Exercise inputs:

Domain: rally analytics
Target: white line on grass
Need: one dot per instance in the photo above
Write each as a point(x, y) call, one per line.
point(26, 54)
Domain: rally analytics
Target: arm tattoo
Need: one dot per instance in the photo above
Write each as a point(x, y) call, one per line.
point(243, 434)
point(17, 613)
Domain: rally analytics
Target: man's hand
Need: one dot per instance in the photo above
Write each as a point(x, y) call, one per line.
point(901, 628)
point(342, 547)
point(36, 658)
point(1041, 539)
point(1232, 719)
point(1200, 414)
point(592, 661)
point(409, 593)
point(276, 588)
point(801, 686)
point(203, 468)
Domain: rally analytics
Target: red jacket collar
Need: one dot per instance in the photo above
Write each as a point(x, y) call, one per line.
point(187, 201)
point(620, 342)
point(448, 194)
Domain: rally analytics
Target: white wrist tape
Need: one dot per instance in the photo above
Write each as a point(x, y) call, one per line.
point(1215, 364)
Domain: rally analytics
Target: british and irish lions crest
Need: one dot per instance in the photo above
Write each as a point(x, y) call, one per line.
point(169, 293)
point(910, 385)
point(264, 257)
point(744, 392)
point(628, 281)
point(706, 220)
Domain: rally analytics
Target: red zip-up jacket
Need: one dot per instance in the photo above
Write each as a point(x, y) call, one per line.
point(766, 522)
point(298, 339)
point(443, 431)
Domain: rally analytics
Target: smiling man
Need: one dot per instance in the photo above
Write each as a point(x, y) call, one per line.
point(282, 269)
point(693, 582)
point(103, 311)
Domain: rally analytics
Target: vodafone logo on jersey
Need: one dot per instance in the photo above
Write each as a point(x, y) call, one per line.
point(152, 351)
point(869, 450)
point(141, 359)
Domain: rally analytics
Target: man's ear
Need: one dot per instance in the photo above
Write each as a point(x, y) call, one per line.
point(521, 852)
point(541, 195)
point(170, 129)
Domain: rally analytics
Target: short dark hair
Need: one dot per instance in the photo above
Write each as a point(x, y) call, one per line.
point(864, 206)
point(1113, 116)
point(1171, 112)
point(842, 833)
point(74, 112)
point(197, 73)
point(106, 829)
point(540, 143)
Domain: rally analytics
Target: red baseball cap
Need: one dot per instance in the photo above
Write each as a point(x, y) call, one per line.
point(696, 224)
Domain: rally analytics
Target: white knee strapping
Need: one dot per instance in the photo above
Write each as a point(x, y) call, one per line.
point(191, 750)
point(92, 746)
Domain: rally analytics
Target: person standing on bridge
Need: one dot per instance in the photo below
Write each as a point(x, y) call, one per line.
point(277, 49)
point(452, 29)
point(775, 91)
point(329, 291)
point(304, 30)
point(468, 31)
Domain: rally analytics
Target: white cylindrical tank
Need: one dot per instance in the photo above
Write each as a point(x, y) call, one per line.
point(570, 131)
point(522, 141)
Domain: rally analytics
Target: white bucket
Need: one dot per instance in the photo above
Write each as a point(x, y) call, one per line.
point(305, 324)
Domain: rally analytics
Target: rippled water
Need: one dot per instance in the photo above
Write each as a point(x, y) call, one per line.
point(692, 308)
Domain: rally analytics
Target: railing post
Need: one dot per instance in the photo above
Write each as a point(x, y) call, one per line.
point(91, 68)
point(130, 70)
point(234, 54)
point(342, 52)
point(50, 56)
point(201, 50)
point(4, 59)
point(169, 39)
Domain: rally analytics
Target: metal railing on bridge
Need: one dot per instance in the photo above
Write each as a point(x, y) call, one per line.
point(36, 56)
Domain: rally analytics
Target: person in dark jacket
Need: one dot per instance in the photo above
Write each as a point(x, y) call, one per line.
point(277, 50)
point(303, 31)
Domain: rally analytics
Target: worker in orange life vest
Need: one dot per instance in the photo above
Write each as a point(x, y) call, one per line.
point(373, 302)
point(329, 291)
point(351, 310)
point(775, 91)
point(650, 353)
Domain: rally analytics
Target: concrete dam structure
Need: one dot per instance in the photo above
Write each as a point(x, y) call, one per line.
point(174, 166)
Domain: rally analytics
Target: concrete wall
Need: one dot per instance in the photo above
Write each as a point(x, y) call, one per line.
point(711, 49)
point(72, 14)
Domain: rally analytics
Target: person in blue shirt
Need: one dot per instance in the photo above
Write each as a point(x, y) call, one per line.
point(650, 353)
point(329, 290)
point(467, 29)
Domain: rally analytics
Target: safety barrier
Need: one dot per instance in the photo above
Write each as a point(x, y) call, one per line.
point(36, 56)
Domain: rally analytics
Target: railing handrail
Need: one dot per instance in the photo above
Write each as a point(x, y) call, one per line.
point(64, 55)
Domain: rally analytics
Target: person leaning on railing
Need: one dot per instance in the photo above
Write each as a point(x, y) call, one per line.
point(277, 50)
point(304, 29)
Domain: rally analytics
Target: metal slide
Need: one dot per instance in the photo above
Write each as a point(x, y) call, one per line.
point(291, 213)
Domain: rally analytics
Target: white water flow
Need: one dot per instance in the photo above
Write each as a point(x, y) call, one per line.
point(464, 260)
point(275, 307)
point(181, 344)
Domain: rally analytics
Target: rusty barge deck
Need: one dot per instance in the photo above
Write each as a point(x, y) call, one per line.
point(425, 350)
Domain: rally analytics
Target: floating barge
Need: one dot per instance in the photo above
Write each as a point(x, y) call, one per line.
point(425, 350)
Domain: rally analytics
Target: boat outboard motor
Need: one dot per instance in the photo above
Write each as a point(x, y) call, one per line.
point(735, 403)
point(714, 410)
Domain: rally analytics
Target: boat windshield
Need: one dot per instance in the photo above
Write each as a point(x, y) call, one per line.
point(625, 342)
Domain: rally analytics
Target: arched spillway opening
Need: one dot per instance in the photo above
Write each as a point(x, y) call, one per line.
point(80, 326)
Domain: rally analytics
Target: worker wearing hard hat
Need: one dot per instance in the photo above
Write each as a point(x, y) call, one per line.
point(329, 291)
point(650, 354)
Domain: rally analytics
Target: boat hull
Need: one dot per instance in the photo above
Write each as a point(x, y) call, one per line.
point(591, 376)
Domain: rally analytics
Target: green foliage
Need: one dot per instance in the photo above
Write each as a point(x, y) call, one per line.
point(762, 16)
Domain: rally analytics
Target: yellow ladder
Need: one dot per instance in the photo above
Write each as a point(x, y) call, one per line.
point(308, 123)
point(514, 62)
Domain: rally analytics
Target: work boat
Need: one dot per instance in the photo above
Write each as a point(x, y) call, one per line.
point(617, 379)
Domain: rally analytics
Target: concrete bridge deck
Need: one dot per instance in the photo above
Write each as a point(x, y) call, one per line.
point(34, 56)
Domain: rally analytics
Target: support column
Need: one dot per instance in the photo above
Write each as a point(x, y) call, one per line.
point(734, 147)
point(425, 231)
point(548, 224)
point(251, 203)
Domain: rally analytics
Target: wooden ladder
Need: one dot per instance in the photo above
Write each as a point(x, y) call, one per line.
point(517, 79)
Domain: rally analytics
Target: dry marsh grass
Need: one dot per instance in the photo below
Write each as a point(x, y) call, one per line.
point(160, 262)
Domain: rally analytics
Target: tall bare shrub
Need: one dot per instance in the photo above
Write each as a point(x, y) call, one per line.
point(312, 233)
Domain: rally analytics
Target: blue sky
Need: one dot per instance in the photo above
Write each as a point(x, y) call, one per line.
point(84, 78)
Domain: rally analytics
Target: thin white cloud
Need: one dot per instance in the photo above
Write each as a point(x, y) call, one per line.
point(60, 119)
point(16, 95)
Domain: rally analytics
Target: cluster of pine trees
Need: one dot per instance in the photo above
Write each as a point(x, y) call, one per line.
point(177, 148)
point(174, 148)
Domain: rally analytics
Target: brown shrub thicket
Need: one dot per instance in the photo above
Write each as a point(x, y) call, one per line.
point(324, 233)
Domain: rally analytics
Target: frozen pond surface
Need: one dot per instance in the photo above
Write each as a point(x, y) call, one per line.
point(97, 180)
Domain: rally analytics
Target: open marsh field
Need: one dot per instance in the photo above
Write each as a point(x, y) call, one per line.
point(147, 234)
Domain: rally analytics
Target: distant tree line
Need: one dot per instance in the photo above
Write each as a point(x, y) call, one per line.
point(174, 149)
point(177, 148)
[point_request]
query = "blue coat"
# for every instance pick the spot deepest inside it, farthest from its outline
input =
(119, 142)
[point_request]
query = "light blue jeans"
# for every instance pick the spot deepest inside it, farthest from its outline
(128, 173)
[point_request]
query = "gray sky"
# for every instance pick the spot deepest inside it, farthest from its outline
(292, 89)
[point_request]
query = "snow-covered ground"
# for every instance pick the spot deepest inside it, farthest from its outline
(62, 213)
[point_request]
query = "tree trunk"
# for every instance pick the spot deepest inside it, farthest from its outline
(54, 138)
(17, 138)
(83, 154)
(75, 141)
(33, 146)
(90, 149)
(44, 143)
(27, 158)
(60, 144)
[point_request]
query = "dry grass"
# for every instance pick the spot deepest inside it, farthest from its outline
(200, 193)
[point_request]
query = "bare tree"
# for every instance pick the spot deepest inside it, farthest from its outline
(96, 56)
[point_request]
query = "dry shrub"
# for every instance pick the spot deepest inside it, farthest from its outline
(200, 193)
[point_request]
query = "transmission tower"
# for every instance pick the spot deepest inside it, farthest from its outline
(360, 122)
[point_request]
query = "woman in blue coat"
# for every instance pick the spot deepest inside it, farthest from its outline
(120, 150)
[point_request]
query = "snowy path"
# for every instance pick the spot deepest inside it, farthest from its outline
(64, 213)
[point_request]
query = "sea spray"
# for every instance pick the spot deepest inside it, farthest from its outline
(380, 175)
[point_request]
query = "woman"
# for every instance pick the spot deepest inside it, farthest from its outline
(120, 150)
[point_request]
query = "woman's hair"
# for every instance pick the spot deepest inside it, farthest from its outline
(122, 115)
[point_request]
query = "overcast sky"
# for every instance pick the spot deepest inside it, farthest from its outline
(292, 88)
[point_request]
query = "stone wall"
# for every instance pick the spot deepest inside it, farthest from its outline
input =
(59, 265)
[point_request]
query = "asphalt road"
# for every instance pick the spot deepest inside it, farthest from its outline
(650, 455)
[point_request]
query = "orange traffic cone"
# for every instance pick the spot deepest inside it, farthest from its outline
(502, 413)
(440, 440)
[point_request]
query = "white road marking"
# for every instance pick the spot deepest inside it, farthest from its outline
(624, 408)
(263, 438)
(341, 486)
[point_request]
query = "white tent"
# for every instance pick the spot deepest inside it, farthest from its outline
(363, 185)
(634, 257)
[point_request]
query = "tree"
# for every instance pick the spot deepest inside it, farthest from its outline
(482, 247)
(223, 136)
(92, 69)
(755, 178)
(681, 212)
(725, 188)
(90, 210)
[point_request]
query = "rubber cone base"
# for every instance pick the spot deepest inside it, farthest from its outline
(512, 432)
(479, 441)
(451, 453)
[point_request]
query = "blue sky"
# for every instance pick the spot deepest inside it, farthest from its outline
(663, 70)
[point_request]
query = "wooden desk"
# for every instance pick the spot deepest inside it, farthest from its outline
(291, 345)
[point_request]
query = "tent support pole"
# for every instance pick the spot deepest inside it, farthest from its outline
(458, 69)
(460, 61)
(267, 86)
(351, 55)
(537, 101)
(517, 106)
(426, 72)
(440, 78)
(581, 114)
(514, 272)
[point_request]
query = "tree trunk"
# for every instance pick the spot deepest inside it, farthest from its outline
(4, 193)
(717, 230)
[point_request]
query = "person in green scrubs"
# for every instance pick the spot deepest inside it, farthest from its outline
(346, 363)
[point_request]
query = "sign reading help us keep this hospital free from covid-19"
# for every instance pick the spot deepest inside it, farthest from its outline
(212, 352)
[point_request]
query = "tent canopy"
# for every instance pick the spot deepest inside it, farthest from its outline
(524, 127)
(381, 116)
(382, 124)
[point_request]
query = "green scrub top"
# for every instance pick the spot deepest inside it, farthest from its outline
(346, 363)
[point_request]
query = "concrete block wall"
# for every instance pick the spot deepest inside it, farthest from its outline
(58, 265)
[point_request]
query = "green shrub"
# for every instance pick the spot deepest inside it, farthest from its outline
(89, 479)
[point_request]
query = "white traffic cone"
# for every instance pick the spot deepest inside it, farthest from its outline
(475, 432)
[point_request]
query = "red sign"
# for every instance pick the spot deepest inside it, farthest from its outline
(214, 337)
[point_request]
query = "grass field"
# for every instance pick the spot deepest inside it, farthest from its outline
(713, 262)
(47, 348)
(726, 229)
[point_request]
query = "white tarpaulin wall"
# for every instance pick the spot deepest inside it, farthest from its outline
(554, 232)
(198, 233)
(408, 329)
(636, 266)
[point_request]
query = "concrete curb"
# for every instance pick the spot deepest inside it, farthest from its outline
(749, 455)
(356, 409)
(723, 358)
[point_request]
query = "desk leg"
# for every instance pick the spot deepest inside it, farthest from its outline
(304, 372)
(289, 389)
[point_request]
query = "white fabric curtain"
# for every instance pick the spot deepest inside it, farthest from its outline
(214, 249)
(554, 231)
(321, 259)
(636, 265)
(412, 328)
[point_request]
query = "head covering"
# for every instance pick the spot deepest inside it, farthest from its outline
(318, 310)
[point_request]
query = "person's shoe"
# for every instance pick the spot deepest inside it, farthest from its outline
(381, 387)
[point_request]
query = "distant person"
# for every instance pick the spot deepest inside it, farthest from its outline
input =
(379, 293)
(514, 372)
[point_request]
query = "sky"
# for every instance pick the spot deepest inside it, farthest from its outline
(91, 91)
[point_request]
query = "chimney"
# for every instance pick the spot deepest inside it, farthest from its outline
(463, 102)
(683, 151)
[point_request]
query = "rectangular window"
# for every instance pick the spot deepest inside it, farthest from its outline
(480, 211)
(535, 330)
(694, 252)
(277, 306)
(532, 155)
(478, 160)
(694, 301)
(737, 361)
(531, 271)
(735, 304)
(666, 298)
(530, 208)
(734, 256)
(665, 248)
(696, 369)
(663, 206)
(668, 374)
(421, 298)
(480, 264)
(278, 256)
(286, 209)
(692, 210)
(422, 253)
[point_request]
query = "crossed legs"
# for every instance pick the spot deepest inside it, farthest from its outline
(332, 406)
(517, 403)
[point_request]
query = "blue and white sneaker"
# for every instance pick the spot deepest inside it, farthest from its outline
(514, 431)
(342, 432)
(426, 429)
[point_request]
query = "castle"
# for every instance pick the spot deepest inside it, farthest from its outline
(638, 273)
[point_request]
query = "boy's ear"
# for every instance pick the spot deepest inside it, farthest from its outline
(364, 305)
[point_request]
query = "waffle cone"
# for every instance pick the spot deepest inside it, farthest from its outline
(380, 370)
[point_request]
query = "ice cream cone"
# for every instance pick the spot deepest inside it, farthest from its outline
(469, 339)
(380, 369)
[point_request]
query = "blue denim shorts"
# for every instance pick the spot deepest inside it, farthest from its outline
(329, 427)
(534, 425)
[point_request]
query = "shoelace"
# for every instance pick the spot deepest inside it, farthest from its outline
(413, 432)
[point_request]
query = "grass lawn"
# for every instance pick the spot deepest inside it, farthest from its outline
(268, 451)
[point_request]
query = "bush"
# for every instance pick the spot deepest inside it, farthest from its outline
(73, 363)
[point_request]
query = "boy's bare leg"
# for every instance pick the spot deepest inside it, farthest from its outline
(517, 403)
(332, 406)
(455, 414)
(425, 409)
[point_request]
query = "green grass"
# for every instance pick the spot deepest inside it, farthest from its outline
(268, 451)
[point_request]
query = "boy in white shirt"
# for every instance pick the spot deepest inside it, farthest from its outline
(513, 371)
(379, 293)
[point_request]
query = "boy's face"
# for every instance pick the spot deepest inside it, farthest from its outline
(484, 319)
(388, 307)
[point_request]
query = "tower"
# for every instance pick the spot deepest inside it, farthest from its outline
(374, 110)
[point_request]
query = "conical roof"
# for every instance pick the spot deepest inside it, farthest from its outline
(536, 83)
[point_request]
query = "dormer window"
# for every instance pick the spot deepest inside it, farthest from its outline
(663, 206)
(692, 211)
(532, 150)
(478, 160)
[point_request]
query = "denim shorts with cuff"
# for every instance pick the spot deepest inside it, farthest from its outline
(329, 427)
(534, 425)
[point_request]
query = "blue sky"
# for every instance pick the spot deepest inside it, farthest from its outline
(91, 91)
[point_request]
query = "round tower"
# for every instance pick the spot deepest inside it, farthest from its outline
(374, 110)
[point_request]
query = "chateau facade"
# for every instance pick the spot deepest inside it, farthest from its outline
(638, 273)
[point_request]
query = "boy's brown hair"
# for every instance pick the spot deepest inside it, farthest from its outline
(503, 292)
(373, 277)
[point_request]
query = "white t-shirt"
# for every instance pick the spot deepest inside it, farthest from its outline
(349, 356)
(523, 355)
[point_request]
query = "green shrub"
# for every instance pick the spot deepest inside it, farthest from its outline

Task prompt:
Tally the lines in the listing above that contain the word "woman". How many are there? Reply with the number alone.

Right answer:
3